* _The request_
Render the material from the line with "Task: point out" through the end of the material as a JSON list of strings, one string per line, skipping blank lines. Leave the pictures out of the answer.

* _Provided data_
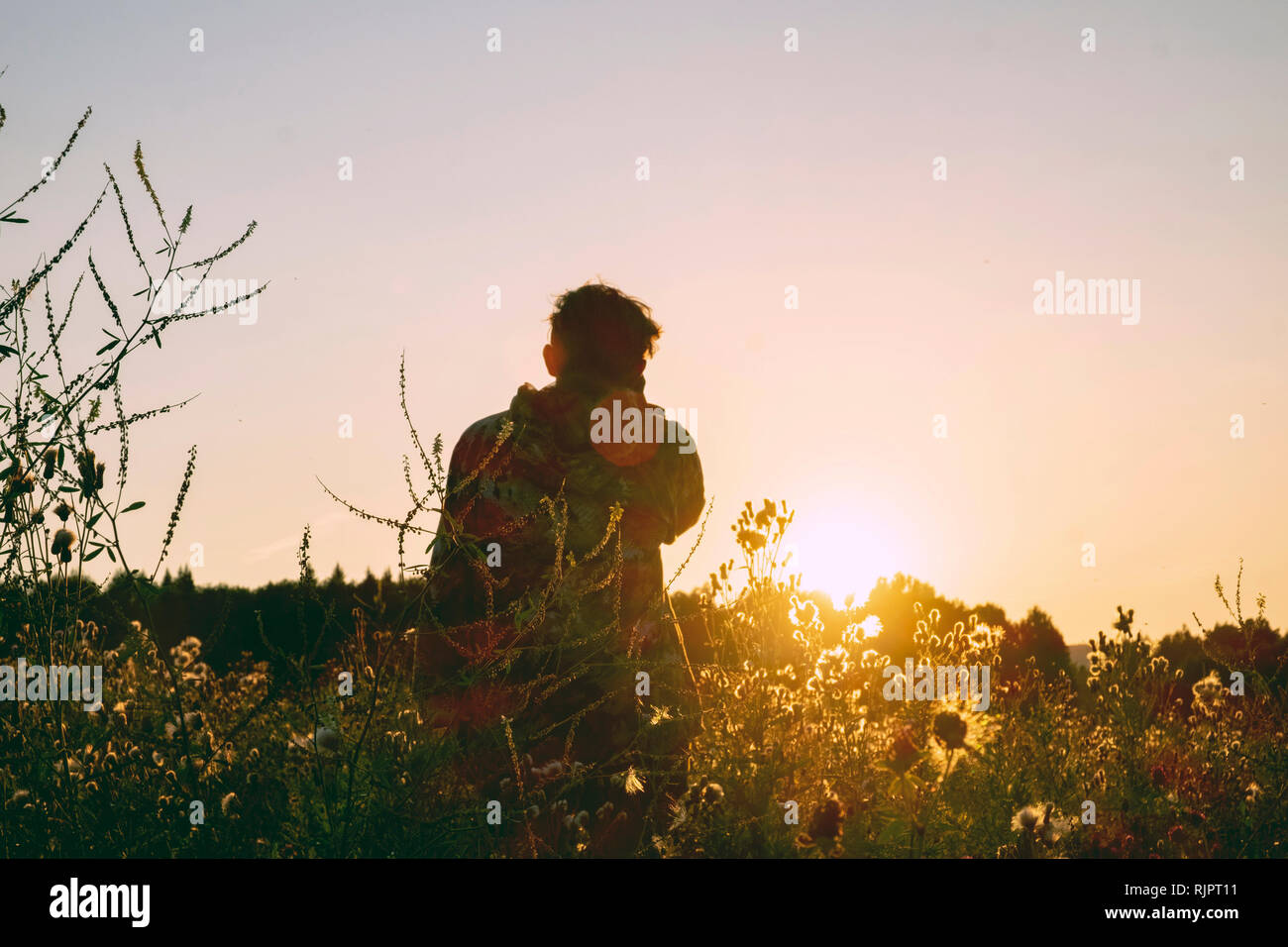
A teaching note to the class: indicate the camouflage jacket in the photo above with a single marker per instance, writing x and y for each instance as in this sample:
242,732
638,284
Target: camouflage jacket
561,596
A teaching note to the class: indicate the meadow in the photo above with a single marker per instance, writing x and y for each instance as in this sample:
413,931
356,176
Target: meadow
329,735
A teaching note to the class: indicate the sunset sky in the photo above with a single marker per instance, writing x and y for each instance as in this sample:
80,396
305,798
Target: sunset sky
768,169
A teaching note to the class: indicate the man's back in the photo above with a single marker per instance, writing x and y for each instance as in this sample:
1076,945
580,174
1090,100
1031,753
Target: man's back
550,551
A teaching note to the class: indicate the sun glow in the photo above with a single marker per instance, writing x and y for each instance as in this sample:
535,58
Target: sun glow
840,556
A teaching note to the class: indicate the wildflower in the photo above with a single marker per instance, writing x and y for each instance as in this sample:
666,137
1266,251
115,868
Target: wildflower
828,818
90,472
951,729
230,804
634,783
1025,819
63,543
905,750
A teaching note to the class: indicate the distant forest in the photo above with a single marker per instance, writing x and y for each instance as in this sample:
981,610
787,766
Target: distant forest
300,615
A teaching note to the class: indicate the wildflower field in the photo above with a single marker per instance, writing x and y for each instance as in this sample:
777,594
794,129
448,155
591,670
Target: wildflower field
329,733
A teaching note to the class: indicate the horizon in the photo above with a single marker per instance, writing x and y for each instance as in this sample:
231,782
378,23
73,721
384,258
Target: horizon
774,178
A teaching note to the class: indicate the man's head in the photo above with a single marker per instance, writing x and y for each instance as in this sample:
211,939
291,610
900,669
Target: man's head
599,331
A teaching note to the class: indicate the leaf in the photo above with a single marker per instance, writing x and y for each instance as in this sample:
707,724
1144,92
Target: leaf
893,831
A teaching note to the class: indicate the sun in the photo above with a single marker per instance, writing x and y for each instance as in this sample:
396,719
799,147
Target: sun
840,557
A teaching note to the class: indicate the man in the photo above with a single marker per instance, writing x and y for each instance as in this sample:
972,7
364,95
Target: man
546,571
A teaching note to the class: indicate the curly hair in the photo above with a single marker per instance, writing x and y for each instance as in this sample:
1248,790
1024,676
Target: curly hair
605,333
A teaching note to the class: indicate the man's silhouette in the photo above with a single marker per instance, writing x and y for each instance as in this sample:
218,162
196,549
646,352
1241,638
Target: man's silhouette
546,573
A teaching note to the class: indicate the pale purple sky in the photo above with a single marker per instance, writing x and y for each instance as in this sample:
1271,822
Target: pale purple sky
768,169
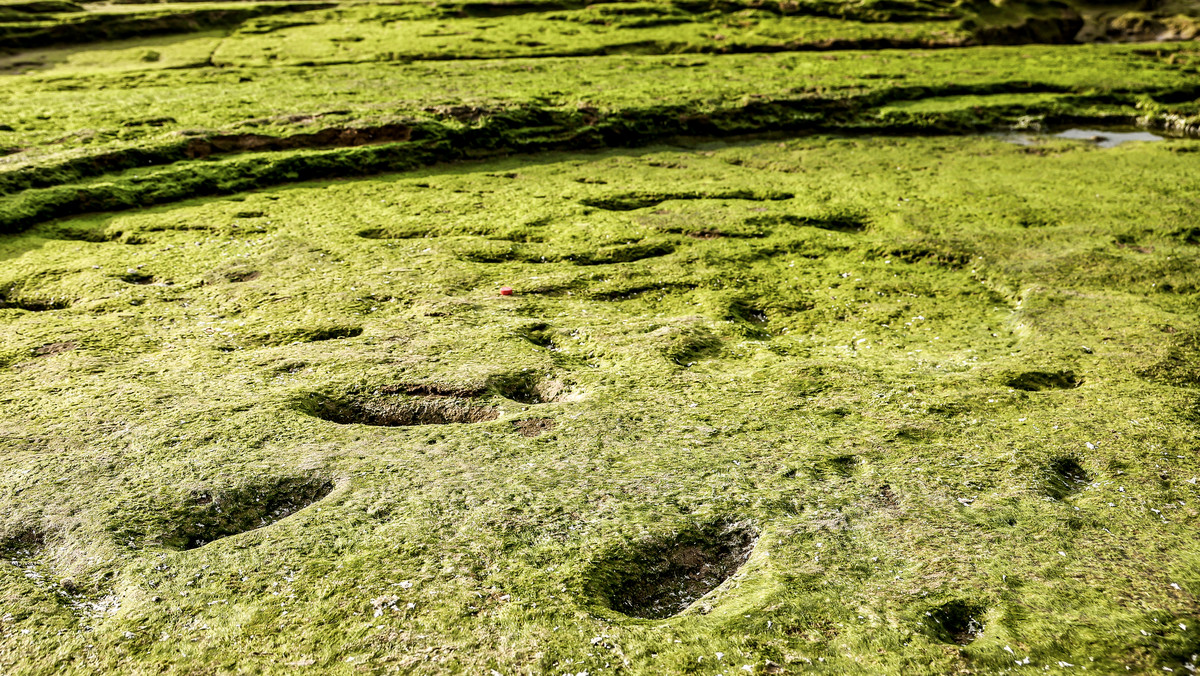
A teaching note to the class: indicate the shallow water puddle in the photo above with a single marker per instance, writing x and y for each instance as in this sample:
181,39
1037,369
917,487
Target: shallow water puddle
1099,137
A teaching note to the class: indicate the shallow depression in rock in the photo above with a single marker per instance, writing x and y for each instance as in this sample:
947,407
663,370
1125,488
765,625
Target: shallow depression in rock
214,514
401,412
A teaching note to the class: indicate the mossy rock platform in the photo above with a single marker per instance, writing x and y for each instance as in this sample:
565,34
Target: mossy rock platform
691,336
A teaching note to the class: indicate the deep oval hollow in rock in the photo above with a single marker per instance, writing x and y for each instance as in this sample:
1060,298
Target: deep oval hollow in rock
958,621
1065,477
664,578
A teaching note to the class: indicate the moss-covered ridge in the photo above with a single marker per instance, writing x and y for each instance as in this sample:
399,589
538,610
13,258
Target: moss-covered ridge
1125,94
889,363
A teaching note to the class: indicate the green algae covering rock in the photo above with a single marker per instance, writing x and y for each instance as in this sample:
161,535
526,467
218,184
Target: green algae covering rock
843,338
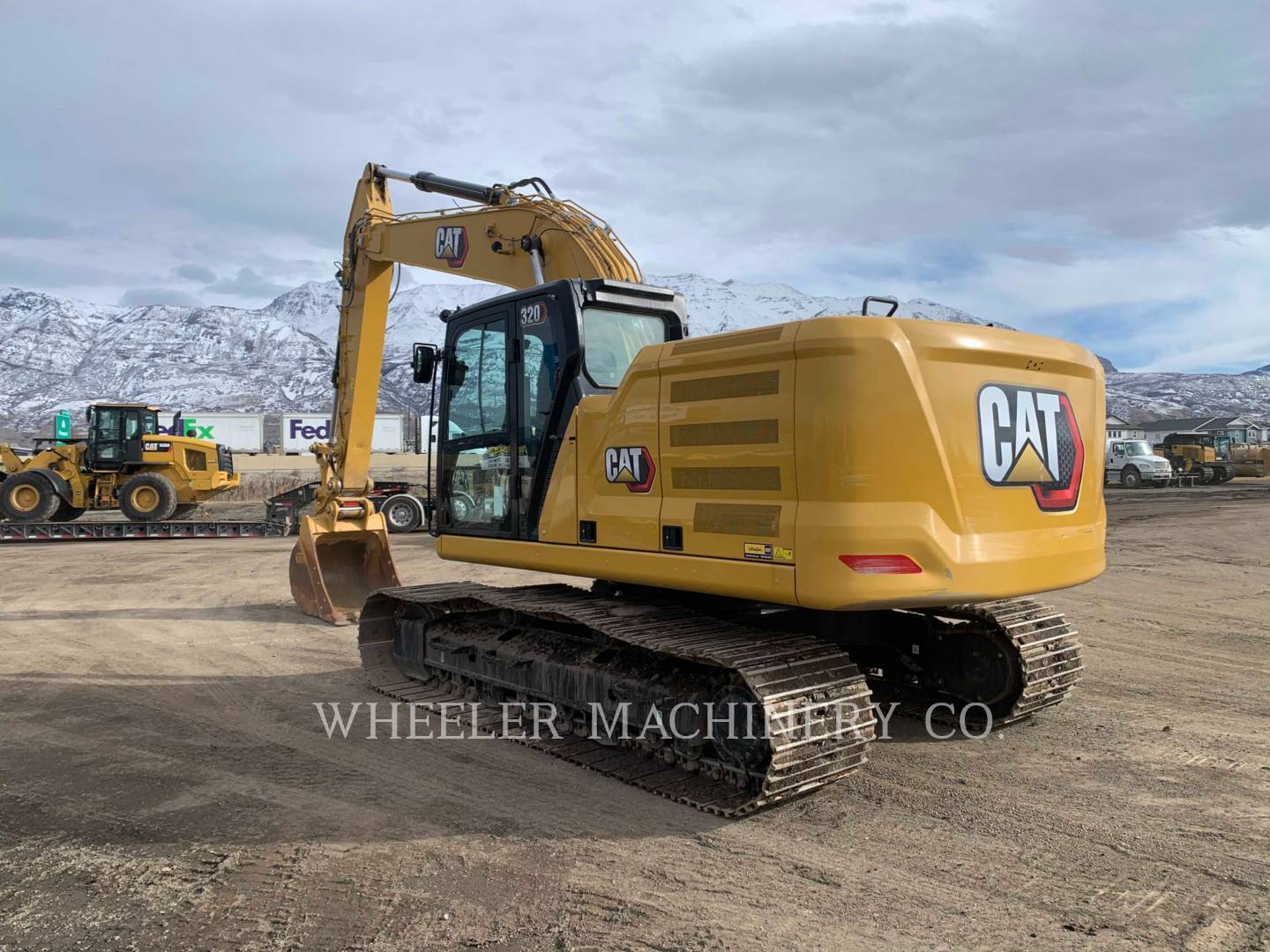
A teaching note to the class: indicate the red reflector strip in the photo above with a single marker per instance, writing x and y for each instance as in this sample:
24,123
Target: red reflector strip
882,565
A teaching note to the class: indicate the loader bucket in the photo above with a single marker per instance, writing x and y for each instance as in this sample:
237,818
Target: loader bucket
337,565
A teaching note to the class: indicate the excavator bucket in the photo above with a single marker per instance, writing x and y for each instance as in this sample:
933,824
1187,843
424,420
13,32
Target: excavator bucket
338,564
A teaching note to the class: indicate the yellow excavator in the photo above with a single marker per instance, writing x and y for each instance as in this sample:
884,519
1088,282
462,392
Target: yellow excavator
780,522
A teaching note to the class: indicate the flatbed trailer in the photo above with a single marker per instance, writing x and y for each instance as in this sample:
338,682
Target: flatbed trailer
407,513
89,531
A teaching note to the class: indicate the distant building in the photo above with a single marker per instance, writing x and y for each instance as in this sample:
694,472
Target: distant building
1241,429
1123,429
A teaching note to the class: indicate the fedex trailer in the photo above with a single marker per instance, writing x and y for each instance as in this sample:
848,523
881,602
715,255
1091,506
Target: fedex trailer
242,433
302,430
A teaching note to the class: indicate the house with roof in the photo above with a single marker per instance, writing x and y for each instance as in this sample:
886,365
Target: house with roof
1241,429
1123,429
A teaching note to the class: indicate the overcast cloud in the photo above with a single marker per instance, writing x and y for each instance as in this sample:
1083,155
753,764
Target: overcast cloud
1088,169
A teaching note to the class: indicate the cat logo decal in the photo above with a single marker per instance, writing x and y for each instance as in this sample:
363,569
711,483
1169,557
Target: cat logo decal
452,245
631,466
1029,437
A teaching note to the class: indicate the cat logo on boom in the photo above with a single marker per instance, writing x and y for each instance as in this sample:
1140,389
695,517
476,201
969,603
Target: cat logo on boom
452,245
630,465
1029,437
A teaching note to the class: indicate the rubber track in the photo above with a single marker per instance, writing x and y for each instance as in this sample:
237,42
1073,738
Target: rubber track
1047,646
794,677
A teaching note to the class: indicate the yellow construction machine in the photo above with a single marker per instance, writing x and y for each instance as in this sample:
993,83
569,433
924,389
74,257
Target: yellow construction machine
124,464
1195,453
779,521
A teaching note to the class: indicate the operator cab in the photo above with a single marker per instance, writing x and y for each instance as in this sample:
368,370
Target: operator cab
512,372
1188,439
115,433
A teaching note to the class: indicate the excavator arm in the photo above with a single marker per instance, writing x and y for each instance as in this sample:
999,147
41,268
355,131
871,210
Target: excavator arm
504,236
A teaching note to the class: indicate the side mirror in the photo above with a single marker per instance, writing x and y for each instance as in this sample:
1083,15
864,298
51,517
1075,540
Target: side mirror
424,362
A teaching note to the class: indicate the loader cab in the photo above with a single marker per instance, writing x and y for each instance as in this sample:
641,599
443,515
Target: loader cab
115,433
512,372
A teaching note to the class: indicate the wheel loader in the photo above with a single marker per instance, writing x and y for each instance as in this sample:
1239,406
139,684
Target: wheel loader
778,522
124,464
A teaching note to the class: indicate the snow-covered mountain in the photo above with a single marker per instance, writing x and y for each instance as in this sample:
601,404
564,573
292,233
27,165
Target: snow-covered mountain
60,353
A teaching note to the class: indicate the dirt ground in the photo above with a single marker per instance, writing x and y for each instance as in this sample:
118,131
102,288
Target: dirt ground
165,782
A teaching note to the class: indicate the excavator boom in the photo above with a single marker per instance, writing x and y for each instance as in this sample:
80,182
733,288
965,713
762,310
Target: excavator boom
507,236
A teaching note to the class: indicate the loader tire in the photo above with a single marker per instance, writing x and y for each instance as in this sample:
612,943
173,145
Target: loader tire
401,513
147,496
28,496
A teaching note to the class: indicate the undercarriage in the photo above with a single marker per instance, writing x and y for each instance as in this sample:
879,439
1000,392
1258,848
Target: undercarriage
721,704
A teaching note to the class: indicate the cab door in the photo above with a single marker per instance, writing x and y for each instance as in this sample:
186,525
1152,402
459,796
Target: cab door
476,462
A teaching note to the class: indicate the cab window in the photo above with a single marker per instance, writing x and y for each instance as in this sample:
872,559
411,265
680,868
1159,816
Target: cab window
611,340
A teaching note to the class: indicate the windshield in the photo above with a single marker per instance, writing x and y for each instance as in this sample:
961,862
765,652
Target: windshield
612,338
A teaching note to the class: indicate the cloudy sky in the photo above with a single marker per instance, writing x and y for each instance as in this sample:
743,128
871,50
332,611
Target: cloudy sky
1094,169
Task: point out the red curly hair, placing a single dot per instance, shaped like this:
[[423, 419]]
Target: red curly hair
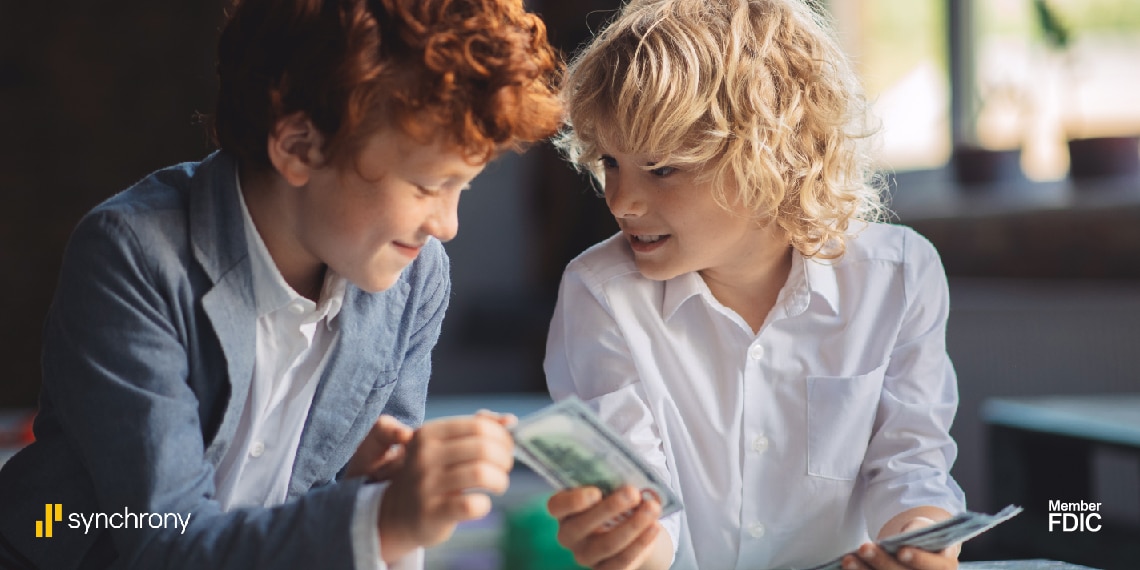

* _Result of this task_
[
  "Task: point out the red curly hair, placing a single dot per instance, shaped like this:",
  "[[423, 419]]",
  "Target: red curly hair"
]